_Excerpted passage_:

In Victorian era days of New Zealand, the European population could be grouped in three classes, based on their source of income. First, families whose income was derived from the wage-earner's labour; second, the small farmer, the trades-people and the civil service group; and third, the wealthy land-occupier, those in the professions or in politics.

It is difficult today to appreciate just how different life was in New Zealand society one hundred or more years ago. Apart from the material things, such as transport commonly being by horse and coach or, where they existed, by steam-trains, the culture of those days was so entirely different. In just one example, today when we go into a bank or a post office, our wants are seen to from behind the counter by women. The manager may be a man or a woman. It is not too many years ago that there were mostly men behind the office counter, and the manager was always a man!

The great social changes of the 1890s such as women's suffrage, the introduction of the first state-funded pension schemes and the opening of wide areas of land for small farm settlement, seem to have accelerated changes in New Zealand's social mores and culture. But it took the sacrifices demanded of many families during the 1914–1918 War to break down class distinction, and introduce the more willing acceptance of women into the civil service and professional areas.

_Goals_:
(1) Reproduce the stretch from "The great social" through "and professional areas." of the passage on New Zealand society.
(2) State only the number of lines in the listing below that contain the string "white".

_Dataset extract_:

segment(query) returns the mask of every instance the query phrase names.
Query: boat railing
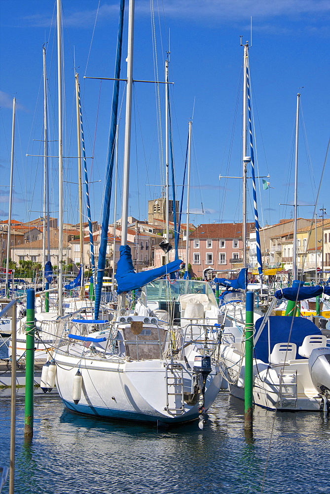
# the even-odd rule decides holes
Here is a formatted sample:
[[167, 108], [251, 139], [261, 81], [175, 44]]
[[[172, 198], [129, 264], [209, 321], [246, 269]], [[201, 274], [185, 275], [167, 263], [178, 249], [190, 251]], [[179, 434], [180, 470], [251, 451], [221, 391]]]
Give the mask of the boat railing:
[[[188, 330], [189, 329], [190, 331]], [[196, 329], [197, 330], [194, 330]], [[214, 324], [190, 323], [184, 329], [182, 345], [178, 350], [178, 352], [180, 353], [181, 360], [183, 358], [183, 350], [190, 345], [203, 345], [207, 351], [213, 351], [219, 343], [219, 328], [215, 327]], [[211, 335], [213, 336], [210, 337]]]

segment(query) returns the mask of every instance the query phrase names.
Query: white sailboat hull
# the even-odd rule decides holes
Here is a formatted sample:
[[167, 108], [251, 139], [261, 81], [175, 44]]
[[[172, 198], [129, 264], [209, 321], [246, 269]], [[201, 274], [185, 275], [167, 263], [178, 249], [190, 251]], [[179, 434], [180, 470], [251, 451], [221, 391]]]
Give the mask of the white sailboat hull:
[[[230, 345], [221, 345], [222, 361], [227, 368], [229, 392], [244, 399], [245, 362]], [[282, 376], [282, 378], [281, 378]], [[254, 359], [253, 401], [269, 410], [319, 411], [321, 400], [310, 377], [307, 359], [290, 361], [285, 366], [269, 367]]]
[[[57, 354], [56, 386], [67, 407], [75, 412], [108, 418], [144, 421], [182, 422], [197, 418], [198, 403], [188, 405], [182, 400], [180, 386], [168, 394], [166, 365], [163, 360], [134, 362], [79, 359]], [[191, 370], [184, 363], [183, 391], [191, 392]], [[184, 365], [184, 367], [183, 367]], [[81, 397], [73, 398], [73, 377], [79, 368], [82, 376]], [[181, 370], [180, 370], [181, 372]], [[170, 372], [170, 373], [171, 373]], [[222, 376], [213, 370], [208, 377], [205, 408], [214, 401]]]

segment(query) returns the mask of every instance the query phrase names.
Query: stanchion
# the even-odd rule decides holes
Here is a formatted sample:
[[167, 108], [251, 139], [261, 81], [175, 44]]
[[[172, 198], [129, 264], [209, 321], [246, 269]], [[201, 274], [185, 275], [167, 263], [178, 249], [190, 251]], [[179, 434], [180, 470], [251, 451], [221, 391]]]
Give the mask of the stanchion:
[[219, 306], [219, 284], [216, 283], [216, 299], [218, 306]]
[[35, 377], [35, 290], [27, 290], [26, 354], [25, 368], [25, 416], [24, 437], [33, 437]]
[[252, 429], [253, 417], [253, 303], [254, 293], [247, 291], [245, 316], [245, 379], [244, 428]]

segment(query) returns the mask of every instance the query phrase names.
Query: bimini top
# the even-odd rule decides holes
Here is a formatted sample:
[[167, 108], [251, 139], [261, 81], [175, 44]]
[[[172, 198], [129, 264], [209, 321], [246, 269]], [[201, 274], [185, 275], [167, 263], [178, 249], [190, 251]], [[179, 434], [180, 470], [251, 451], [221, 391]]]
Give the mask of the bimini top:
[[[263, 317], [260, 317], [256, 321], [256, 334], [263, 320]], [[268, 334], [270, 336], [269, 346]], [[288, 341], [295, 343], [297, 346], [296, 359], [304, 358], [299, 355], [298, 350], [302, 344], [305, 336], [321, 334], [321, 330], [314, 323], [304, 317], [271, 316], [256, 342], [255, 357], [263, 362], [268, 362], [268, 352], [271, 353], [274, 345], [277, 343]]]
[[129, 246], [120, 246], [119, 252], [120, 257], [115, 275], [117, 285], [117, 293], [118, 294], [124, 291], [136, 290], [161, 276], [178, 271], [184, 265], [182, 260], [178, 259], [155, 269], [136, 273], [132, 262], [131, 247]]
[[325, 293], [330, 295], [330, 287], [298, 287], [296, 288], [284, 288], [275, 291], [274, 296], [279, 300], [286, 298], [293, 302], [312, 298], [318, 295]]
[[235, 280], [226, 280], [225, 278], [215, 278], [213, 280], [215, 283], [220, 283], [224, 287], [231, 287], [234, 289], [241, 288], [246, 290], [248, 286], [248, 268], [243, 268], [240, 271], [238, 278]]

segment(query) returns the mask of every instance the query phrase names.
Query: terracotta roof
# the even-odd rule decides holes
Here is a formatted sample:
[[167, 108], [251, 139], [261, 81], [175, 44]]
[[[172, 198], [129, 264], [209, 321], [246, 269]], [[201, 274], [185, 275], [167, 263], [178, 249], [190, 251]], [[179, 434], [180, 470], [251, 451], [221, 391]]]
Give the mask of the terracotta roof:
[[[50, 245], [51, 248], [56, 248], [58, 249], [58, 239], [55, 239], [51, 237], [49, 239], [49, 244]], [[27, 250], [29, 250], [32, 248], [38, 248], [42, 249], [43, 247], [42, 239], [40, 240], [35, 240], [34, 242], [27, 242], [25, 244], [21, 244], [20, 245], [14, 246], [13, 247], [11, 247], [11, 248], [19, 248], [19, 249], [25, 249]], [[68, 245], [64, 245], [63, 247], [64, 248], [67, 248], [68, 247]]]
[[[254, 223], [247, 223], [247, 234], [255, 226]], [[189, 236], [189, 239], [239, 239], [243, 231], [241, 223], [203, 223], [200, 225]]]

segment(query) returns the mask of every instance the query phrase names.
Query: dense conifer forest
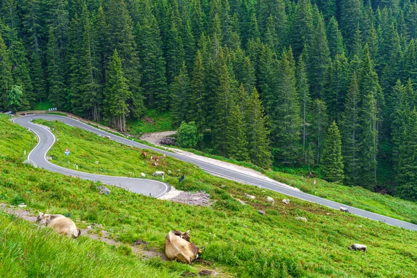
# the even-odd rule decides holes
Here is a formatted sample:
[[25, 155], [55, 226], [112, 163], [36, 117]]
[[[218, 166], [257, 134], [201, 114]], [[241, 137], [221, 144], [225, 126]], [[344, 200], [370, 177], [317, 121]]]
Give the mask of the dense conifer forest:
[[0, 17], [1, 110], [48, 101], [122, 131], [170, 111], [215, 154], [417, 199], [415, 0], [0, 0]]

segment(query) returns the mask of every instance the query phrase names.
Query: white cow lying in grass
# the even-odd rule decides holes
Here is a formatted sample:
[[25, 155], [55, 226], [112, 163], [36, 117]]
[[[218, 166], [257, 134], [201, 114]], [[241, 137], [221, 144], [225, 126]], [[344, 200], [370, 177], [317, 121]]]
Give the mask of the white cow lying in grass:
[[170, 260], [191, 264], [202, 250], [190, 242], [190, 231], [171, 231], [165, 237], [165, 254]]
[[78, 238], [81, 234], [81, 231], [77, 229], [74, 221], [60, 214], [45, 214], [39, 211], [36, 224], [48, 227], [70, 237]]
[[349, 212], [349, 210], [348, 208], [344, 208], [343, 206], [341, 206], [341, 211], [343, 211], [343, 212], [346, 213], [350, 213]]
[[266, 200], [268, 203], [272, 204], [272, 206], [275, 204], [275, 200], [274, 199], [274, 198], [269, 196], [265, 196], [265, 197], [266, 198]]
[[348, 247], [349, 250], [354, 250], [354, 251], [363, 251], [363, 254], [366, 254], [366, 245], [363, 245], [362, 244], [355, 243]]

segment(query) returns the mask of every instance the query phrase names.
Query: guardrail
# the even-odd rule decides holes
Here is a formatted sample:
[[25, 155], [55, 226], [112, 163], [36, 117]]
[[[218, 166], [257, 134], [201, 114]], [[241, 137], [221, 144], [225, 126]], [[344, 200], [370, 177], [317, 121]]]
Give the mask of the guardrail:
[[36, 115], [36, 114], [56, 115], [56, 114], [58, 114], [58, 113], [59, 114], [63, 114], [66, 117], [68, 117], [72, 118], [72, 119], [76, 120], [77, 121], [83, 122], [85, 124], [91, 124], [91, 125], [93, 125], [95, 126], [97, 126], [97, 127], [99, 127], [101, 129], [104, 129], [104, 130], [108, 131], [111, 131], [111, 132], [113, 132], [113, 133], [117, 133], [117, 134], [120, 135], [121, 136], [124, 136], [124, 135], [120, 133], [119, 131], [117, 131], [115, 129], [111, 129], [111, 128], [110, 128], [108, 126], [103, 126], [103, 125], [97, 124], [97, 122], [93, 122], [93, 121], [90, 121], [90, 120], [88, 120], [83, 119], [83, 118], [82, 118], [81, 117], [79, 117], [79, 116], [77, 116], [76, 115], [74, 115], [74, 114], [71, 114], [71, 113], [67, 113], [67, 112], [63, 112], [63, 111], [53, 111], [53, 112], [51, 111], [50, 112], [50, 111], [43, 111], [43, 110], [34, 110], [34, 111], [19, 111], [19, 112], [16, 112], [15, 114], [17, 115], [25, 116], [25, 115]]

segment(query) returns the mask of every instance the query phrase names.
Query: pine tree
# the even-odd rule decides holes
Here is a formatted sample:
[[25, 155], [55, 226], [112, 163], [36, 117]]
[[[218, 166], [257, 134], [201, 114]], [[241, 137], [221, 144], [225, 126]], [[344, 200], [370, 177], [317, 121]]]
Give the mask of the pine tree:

_Responses for each task_:
(1)
The great social changes of the 1890s such as women's suffrage, the introduction of the first state-funded pension schemes and the opening of wide areas of land for small farm settlement, seem to have accelerated changes in New Zealand's social mores and culture. But it took the sacrifices demanded of many families during the 1914–1918 War to break down class distinction, and introduce the more willing acceptance of women into the civil service and professional areas.

(2) 4